Without changing anything, reproduce every record below.

[SUPPLIED DATA]

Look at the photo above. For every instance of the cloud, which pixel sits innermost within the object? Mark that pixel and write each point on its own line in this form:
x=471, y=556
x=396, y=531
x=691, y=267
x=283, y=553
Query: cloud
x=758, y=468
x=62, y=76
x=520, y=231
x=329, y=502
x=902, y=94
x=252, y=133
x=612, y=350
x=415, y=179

[/SUPPLIED DATA]

ANSWER BELOW:
Look at the photo above. For every instance of the cloud, which pixel sits innermost within the object? Mark that pixel and write each point on its own line in this form:
x=471, y=556
x=396, y=531
x=691, y=267
x=283, y=553
Query: cloud
x=758, y=468
x=62, y=76
x=520, y=231
x=329, y=502
x=902, y=94
x=252, y=133
x=612, y=350
x=415, y=179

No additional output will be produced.